# ЗАДАНИЕ 1
Ответьте на вопросы по фрагменту о луддитах и письме:
(а) Где работали луддиты?
(б) Что громили участники первого профсоюзного движения?
(в) Как зовут историка, которого цитирует фрагмент?
# ЗАДАНИЕ 2
Выпишите из фрагмента о луддитах и письме дословно отрезок от слов «Нечто похожее происходит» до слов «бы вообще появлялись.» включительно.

# ФРАГМЕНТ СТРАНИЦЫ
----------------

Читаем Щебечущая машина полностью

В XIX веке луддиты предостерегали против другого парадокса: тирании машин над людьми. Луддитами были работники текстильных фабрик, которые заметили, как владельцы, внедряя в производство машины, ослабляли позиции рабочих на переговорах и еще больше эксплуатировали их труд. Участники первого профсоюзного движения вели разрушительную войну: они громили оборудование. Но в конечном счете все усилия были тщетны, производство все больше и больше автоматизировалось и переходило под административный контроль. Рабочие оказались во власти машин.

Нечто похожее происходит и с письмом. Сначала, как говорит историк Уоррен Чаппелл, письмо и печать представляли собой одно и то же: «По сути, и то и другое заключается в том, чтобы оставить след». Будто письмо – это одновременно и путешествие, и карта, свидетельство того, где побывал разум. Печатная продукция – возможно, первый общепризнанный капиталистический товар – стала доминирующим форматом публикаций чуть ли не с момента изобретения ручного типографского станка, то есть почти шестьсот лет назад. Без печатного капитализма и появившихся благодаря ему «воображаемых сообществ» не существовало бы современных наций. Затормозилось бы развитие современных бюрократических государств. Большая часть того, что мы называем техногенной цивилизацией, а также научные и технологические разработки, на которых она строится, появлялись бынамного медленнее, если бы вообще появлялись.

----------------

# ИСХОДНЫЕ ДАННЫЕ
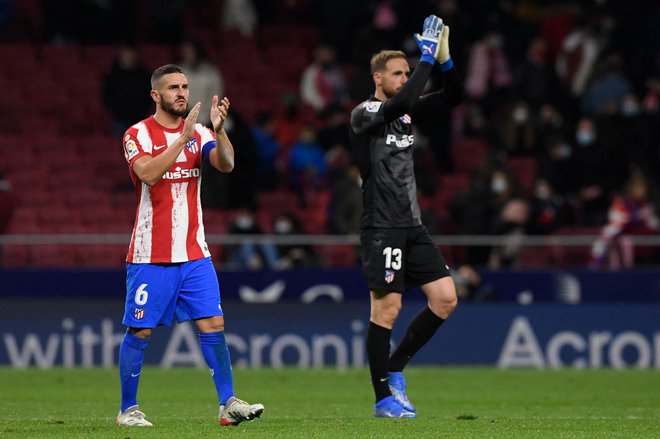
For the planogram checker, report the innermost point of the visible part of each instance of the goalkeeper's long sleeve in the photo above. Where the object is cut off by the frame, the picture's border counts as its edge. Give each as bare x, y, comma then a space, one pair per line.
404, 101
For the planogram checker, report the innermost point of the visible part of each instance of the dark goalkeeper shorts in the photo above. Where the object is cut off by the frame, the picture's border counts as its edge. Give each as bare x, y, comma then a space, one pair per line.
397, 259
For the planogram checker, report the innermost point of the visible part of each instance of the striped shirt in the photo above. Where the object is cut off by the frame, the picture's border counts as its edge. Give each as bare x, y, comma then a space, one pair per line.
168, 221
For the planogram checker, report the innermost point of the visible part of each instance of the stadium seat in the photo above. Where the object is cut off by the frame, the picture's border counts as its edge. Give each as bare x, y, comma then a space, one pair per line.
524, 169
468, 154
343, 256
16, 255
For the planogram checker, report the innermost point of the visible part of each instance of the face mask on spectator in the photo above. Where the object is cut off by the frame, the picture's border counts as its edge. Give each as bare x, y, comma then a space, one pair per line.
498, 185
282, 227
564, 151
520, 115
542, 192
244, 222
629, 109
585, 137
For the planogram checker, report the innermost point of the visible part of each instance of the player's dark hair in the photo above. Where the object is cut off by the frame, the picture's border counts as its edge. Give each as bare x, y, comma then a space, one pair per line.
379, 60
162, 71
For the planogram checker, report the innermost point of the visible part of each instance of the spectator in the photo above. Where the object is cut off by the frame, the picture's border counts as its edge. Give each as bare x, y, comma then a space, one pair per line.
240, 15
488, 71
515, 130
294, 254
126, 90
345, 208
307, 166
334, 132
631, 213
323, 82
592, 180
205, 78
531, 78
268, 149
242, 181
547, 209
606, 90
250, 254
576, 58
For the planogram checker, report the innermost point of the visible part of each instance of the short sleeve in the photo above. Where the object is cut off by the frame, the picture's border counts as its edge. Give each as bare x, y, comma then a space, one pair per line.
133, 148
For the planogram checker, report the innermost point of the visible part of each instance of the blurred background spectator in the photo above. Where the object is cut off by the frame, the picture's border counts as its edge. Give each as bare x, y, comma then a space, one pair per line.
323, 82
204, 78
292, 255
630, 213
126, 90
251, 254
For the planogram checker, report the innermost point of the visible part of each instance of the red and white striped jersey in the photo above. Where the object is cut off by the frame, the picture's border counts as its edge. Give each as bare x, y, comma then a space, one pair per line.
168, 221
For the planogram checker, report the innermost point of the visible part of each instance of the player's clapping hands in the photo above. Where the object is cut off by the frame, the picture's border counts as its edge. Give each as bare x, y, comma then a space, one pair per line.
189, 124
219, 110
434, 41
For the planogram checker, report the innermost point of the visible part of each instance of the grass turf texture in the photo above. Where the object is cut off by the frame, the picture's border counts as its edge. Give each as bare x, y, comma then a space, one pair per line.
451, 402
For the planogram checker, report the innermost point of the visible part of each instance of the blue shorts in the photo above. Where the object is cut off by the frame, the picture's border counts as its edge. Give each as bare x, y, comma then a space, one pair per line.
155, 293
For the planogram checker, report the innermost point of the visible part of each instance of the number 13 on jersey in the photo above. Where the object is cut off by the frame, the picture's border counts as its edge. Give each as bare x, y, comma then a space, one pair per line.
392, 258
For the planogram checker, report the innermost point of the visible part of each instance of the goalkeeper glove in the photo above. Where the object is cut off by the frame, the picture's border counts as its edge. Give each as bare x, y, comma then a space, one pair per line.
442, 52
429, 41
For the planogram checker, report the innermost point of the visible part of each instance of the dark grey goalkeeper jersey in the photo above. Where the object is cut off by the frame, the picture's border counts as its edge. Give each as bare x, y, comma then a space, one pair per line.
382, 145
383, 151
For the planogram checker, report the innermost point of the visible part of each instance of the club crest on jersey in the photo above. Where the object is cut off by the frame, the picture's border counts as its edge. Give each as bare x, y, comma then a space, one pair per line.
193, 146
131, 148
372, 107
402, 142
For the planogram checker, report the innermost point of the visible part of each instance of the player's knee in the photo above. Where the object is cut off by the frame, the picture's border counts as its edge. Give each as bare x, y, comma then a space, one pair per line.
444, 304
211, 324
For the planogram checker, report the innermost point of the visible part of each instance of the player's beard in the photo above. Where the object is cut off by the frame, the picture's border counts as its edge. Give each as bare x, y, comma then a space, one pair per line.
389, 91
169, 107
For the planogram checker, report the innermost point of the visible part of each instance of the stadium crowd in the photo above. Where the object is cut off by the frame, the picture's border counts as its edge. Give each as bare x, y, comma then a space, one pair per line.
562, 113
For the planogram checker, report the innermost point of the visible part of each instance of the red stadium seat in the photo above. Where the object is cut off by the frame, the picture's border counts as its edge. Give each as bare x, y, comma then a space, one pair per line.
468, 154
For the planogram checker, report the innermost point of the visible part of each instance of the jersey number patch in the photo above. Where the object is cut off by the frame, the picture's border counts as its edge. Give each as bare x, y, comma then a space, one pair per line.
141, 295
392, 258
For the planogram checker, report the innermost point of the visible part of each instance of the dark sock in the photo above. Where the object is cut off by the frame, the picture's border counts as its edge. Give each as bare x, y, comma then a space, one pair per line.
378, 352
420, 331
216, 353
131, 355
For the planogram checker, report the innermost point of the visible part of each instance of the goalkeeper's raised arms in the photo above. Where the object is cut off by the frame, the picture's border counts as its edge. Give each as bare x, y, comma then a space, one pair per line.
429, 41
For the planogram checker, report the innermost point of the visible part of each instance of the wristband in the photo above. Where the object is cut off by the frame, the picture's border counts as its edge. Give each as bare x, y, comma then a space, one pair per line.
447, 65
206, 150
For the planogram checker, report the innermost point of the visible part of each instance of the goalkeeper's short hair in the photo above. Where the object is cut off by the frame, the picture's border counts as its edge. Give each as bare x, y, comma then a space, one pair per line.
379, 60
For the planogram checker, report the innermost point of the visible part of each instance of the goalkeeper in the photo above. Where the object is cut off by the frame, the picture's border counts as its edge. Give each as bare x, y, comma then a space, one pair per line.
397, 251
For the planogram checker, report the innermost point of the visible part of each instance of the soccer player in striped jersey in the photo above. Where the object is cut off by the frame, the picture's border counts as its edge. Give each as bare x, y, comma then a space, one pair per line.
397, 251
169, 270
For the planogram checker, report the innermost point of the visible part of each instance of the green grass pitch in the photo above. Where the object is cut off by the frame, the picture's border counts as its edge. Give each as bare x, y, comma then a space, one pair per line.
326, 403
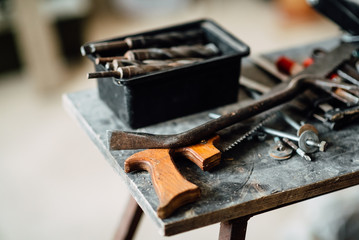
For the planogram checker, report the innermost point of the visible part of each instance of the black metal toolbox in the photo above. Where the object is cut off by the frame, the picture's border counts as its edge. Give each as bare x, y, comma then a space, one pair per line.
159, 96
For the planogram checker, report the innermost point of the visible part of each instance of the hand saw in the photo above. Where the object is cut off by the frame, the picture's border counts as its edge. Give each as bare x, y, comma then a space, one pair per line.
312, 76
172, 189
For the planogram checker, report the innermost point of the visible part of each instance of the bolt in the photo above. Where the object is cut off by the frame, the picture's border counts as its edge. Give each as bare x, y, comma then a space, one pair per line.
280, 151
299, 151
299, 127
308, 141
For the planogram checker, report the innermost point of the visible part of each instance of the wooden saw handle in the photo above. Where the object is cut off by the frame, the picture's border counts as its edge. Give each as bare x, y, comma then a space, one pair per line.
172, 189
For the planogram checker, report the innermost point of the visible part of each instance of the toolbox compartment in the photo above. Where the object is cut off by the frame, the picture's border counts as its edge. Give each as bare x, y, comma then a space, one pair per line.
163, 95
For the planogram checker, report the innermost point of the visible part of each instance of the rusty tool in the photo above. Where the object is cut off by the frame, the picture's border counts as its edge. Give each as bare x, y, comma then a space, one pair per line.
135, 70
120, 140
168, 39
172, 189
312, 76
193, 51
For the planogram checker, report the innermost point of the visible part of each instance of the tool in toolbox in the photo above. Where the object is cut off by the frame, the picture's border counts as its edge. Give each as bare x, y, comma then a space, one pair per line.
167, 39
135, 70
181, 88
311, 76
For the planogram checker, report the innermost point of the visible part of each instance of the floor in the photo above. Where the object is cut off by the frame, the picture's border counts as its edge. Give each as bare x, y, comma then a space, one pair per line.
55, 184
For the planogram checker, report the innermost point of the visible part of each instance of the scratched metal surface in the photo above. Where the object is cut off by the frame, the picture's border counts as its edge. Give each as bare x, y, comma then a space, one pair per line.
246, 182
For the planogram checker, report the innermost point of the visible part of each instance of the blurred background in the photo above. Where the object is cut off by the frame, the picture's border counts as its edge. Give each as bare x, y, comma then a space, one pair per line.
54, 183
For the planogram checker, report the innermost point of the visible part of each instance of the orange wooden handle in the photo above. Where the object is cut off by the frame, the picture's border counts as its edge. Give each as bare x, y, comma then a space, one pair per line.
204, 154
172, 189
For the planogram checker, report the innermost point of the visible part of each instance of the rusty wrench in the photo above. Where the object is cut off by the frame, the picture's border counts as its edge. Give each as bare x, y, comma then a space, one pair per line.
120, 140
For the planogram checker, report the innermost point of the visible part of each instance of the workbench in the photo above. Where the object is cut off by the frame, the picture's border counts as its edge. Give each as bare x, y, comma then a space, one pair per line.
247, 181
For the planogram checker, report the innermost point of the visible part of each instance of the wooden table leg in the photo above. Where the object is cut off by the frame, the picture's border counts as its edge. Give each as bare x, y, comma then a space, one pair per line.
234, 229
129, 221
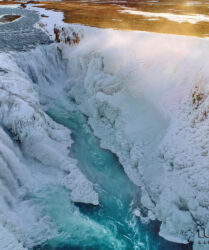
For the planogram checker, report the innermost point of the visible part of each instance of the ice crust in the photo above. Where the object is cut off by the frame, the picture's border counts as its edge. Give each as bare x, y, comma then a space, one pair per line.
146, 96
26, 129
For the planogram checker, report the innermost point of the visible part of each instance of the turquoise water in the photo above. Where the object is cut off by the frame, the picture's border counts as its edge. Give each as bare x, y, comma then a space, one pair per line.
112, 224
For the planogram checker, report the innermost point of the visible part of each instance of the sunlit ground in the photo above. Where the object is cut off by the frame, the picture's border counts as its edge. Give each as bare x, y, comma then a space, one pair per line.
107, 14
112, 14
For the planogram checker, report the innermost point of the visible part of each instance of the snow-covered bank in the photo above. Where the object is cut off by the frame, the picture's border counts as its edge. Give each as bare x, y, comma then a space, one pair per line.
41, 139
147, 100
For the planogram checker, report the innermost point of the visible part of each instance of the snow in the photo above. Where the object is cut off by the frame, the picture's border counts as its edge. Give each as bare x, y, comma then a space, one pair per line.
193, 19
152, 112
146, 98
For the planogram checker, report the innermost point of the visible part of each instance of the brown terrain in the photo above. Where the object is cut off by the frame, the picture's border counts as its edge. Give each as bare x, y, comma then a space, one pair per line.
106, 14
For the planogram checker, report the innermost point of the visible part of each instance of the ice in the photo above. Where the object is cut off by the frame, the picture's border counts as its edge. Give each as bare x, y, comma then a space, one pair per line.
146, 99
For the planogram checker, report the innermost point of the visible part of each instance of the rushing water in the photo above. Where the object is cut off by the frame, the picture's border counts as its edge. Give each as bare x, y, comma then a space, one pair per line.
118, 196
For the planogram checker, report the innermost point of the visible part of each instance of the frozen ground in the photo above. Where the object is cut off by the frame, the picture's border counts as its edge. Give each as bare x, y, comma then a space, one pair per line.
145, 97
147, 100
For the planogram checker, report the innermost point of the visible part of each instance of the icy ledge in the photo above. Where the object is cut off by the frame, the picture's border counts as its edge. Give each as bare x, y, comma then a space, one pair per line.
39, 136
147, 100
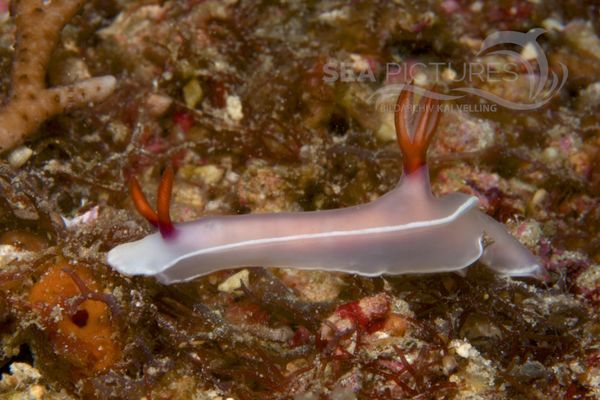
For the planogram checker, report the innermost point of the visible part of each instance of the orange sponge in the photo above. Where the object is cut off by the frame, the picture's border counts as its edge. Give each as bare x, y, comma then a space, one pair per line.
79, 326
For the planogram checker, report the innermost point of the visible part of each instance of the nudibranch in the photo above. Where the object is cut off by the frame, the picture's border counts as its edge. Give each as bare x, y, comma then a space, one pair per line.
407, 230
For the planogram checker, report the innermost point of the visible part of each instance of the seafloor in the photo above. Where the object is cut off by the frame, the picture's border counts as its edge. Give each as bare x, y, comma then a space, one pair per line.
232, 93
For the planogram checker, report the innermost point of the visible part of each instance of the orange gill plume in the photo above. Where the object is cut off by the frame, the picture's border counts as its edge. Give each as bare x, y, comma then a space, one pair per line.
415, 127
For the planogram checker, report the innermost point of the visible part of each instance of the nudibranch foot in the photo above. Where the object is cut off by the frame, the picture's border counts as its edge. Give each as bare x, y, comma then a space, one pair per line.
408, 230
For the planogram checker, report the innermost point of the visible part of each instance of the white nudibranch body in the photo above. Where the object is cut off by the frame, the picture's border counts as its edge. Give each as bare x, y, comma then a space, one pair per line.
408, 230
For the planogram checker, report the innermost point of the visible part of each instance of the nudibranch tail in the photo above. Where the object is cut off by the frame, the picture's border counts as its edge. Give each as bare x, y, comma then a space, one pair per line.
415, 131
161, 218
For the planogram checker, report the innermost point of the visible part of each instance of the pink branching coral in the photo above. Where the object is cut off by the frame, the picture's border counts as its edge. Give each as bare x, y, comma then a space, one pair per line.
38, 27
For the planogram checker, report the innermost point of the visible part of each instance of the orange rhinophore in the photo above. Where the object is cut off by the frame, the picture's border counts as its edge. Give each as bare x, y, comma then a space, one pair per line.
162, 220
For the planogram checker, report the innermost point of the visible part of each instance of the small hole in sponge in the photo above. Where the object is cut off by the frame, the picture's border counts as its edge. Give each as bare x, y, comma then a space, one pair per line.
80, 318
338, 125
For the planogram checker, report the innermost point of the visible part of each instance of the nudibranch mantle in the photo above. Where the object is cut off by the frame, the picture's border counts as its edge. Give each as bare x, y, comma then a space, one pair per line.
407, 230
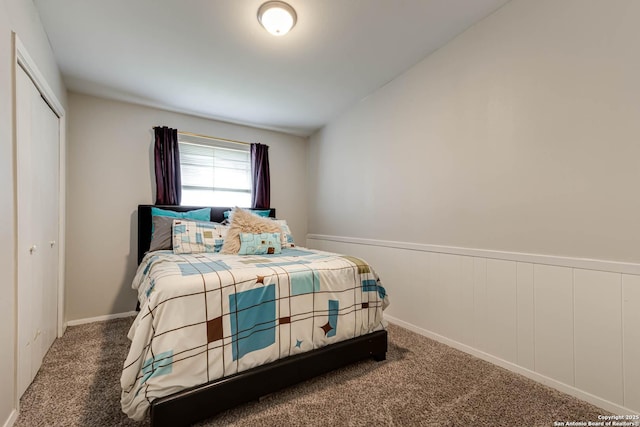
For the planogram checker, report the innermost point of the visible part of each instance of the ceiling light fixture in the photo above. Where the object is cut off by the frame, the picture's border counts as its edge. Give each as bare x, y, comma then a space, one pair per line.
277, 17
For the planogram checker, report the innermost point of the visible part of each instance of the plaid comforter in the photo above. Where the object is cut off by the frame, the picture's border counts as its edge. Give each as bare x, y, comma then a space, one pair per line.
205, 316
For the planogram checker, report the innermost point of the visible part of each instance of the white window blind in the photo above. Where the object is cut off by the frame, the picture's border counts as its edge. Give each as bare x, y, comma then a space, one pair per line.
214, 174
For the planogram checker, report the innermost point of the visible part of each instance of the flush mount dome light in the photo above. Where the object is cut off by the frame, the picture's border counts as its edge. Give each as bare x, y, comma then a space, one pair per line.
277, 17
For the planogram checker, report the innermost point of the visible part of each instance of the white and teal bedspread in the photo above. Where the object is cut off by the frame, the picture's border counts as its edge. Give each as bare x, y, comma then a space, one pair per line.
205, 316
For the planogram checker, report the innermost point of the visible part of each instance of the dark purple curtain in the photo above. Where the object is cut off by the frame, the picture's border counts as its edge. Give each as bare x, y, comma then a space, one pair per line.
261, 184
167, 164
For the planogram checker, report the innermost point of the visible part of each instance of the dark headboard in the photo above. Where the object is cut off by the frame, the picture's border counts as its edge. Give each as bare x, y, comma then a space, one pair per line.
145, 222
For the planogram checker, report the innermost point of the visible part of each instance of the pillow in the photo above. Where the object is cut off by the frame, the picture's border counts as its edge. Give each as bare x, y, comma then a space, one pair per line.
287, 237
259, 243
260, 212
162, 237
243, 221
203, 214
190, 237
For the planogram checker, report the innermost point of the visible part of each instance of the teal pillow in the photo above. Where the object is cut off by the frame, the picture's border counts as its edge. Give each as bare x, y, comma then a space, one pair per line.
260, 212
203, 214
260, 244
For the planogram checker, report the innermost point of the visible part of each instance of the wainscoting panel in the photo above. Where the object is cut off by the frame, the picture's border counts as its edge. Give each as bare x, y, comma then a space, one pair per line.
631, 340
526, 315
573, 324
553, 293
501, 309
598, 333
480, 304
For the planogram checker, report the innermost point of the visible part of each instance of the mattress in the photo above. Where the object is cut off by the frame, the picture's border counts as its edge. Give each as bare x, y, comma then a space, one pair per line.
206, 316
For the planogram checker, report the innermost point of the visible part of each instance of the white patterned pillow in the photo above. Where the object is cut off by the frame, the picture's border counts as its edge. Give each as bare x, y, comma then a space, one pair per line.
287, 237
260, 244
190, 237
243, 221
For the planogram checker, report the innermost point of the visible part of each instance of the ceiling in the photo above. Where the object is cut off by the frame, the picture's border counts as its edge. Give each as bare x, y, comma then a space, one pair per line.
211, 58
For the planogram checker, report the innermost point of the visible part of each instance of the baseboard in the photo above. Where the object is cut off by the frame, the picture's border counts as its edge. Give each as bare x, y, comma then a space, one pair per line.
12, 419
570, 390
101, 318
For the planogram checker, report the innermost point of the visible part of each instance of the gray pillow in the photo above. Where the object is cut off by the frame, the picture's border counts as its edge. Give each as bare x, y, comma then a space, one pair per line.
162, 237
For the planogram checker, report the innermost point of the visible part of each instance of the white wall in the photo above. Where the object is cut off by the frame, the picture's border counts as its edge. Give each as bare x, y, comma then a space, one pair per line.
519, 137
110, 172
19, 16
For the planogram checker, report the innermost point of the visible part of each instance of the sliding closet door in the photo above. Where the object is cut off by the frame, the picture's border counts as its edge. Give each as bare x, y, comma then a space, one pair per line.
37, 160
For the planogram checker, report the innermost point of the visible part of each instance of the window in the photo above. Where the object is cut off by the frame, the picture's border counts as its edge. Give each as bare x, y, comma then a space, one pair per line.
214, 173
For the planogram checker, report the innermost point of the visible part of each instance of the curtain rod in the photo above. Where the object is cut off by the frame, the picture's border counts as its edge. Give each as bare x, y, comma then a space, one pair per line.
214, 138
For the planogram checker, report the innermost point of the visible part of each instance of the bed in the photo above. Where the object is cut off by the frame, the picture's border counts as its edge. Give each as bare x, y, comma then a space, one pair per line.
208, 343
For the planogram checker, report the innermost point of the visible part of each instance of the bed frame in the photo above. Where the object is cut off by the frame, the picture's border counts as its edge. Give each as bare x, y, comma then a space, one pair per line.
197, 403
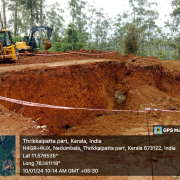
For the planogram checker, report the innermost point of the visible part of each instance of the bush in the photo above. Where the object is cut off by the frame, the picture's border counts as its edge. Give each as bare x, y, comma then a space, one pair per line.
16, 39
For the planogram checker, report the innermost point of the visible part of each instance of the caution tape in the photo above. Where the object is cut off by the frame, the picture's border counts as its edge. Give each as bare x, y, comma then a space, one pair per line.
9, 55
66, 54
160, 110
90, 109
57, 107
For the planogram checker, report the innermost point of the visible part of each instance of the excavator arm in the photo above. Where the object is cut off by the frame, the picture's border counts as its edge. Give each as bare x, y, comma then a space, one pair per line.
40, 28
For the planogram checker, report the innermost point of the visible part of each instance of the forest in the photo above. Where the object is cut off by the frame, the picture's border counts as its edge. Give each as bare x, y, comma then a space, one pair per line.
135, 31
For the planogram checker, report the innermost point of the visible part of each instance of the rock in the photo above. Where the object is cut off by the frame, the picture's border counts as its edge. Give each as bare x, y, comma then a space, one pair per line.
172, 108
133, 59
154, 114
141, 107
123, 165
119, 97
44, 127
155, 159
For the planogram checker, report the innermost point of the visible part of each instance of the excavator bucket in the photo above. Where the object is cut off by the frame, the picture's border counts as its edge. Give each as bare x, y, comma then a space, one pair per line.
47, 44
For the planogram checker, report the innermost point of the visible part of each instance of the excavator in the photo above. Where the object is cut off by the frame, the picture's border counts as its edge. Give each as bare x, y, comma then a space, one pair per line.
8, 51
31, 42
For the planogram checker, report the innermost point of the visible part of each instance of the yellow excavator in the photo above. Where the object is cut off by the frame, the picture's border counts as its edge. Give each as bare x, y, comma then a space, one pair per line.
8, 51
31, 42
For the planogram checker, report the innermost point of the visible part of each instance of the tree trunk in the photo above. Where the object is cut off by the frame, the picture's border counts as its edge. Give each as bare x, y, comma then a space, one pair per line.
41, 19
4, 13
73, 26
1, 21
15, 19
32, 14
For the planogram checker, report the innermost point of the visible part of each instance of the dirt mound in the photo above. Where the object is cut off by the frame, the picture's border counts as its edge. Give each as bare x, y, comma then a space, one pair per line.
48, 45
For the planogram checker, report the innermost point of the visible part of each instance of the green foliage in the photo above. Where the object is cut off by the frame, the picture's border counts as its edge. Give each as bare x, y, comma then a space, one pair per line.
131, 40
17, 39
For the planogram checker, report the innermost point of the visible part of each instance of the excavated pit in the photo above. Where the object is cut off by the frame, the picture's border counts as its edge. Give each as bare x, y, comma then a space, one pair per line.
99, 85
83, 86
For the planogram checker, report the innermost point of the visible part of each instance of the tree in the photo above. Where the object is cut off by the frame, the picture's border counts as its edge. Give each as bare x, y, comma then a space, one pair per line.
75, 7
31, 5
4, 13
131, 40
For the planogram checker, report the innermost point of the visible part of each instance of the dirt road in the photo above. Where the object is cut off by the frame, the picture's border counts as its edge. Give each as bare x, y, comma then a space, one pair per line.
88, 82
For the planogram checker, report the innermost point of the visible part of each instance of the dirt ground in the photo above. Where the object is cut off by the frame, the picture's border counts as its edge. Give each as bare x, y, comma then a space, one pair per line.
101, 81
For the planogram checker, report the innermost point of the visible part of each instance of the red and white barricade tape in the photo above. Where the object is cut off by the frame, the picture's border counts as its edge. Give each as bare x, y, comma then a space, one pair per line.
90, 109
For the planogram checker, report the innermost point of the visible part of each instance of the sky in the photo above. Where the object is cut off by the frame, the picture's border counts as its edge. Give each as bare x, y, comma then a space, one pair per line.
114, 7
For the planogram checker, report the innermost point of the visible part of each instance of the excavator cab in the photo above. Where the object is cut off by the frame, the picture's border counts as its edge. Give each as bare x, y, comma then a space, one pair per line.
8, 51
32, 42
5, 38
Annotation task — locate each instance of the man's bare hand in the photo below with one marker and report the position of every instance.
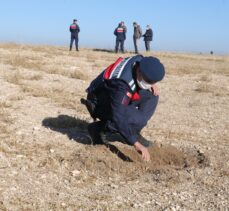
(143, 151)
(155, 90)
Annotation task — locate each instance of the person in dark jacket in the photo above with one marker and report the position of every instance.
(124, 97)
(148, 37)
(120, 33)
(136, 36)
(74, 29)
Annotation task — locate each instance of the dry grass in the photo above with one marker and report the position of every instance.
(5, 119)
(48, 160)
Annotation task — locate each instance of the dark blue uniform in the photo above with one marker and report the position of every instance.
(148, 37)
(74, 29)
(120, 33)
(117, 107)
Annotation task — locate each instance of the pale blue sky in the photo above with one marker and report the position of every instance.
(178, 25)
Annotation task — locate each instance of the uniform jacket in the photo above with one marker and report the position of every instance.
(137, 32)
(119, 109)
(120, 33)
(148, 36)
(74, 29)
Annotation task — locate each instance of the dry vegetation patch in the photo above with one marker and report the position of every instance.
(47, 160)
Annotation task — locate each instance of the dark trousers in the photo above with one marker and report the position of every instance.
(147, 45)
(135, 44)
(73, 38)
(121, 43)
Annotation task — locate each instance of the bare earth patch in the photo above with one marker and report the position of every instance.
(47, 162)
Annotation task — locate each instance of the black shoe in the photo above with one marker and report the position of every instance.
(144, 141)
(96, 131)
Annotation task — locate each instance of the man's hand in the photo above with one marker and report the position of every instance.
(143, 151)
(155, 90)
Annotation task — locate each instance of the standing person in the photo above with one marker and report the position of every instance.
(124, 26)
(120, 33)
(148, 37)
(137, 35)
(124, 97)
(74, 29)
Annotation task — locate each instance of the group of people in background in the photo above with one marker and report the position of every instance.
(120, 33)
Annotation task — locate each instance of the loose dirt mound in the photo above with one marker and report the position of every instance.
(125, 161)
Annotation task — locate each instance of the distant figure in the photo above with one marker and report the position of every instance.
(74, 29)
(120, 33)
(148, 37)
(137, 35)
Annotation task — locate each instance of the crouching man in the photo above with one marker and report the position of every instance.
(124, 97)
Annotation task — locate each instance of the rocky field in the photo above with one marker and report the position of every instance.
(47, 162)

----------------

# ОТВЕТ 1
(а) Луддиты были работниками текстильных фабрик.
(б) Участники первого профсоюзного движения громили оборудование.
(в) Историка зовут Уоррен Чаппелл.

# ОТВЕТ 2
Нечто похожее происходит и с письмом. Сначала, как говорит историк Уоррен Чаппелл, письмо и печать представляли собой одно и то же: «По сути, и то и другое заключается в том, чтобы оставить след». Будто письмо – это одновременно и путешествие, и карта, свидетельство того, где побывал разум. Печатная продукция – возможно, первый общепризнанный капиталистический товар – стала доминирующим форматом публикаций чуть ли не с момента изобретения ручного типографского станка, то есть почти шестьсот лет назад. Без печатного капитализма и появившихся благодаря ему «воображаемых сообществ» не существовало бы современных наций. Затормозилось бы развитие современных бюрократических государств. Большая часть того, что мы называем техногенной цивилизацией, а также научные и технологические разработки, на которых она строится, появлялись бынамного медленнее, если бы вообще появлялись.